Page
◇ ◇ ◇

The invention relates to a valve and to a reservoir or collection of reservoirs for pressurized fluid.
The invention relates more particularly to a valve for pressurized fluid comprising a body housing a fluid circuit having an upstream end intended to be placed in communication with a reserve of pressurized fluid and a downstream end intended to be placed in communication with a user of fluid, the circuit comprising a collection of valve shutter(s) comprising at least one shutoff valve shutter allowing the circuit to be closed or opened, the valve comprising a mechanism for manually controlling the collection of valve shutter(s), the control mechanism being mounted with the ability to move on the body between a rest position in which the collection of valve shutter(s) is in a position in which the circuit is closed and an active position in which the control mechanism actuates the collection of valve shutter(s) into a position in which the circuit is open to a first bore section, the control mechanism comprising an intermediate open position in which it actuates the collection of valve shutter(s) into a predetermined intermediate position in which the circuit is open to a determined second bore section smaller than the first bore section.
Good practice in the use of pressurized gas cylinders fitted with a valve recommends that the outlet connector of the valve be swept with gas from the cylinder before any equipment is connected to it. This brief sweep is generally performed by briefly opening the isolation valve shutter of the valve by manipulating the manual control member (handwheel, lever or the like).
This purge also allows the user easily and in a controlled way to perform cycles of rinsing the equipment downstream of the valve. Usually, the rinsing cycles are cycles of pressurizing (5 to 10 bar) and purging (1-2 bar gauge) in order to remove the impurities (N2/O2/H2O/etc.) from the air.
However, this practice is not possible or is dangerous in the case of valves of which the manual control member causes opening to be too sudden (lever notably, and in the case of high-pressure), see for example FR2793297A1.
If the cylinder is not attached or firmly held it may topple and fall. In addition, the noise of the high-pressure gas released (very high frequency) may cause hearing damage.
This sudden opening of the circuit may also cause damage to the equipment (regulators) connected downstream. In instances in which the gas is a fuel oxidizer (oxygen), adiabatic compression (sharp increase in temperature) may arise and cause the non-metallic elements of the regulator (seal, seat made of plastic) to ignite.
One known solution consists in providing for gradual opening of the valve via a mechanism of two concentric valve shutters actuated sequentially by the lever, see EP3062005A1. This solution is ill-suited to purge operations. Furthermore, unwanted opening of the valve may be encouraged if the valve has ergonomics that allow this brief opening.
These solutions provide only an imperfect answer to these problems.
One object of the present invention is to alleviate all or some of the above-mentioned drawbacks of the prior art.

◇ ◇ ◇

Task brief
Answer these questions from the valve text:
(a) What pressure range does the valve text give for the pressurizing step of a rinsing cycle?
(b) When the gas is oxygen, what can adiabatic compression cause to ignite?
(c) Which document is cited for gradual opening through two concentric valve shutters actuated sequentially by the lever?
The material that comes after this point was drawn from another source.

◇ ◇ ◇

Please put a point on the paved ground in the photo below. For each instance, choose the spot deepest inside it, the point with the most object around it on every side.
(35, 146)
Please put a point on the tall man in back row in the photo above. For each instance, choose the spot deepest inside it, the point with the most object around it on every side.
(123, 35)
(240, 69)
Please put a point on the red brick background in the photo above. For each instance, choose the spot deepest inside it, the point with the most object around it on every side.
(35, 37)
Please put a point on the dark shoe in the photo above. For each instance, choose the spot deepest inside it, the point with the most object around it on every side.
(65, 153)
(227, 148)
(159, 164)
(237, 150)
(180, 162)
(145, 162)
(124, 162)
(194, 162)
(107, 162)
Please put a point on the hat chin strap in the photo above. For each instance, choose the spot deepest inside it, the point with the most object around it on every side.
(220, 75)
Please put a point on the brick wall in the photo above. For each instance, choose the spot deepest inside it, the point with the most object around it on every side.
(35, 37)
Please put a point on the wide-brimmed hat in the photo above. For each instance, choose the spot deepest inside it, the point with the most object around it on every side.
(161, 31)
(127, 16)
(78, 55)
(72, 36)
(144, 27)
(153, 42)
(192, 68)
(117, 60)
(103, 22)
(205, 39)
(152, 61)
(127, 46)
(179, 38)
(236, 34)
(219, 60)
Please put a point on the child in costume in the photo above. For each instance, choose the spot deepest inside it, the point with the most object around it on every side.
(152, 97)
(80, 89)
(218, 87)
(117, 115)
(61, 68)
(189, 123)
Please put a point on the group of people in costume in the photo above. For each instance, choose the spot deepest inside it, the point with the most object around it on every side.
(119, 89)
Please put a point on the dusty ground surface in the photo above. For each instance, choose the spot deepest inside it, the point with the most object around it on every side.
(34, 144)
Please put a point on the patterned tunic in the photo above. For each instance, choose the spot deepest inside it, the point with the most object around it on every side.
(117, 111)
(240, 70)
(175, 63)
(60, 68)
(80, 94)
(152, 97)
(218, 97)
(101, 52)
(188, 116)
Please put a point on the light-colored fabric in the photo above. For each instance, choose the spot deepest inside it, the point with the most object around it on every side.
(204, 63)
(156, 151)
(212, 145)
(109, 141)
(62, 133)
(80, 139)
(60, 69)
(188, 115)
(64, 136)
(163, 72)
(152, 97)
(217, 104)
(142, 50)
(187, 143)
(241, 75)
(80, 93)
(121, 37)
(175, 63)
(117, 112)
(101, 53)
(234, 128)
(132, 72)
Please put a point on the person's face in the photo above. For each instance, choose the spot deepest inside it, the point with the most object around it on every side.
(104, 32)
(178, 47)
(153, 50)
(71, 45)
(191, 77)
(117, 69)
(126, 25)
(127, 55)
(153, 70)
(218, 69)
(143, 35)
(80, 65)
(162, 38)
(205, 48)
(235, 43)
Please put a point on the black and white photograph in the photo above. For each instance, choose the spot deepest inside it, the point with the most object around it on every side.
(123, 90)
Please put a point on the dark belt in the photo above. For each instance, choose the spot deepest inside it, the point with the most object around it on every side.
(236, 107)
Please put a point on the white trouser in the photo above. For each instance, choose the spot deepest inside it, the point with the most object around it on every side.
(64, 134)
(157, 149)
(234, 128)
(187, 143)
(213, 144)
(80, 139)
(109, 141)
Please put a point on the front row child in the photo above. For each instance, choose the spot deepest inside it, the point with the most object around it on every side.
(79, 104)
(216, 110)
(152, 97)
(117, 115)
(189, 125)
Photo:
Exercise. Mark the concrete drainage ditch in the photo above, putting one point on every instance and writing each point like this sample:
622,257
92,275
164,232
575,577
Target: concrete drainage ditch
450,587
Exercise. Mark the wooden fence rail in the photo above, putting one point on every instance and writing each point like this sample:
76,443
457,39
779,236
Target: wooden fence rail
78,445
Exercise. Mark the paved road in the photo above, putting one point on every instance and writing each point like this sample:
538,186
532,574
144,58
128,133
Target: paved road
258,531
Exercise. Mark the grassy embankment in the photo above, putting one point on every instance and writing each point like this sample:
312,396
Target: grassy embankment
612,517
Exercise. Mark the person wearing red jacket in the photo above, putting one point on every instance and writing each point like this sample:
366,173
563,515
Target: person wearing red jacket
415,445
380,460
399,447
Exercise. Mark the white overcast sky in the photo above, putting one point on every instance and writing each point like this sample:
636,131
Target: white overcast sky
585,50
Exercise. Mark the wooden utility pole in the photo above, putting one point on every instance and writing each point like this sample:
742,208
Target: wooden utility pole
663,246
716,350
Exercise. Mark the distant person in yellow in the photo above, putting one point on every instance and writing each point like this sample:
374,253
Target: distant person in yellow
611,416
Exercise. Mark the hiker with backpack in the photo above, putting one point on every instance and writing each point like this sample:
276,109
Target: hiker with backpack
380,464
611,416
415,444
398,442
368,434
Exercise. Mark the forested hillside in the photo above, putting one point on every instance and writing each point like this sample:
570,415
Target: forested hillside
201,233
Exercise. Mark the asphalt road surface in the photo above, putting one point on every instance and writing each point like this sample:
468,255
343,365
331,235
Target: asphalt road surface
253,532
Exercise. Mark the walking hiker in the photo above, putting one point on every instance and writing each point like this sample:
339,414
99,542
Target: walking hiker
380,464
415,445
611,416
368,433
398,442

◇ ◇ ◇

Correct response
(a) 5 to 10 bar.
(b) The non-metallic elements of the regulator, such as the seal or a seat made of plastic.
(c) EP3062005A1.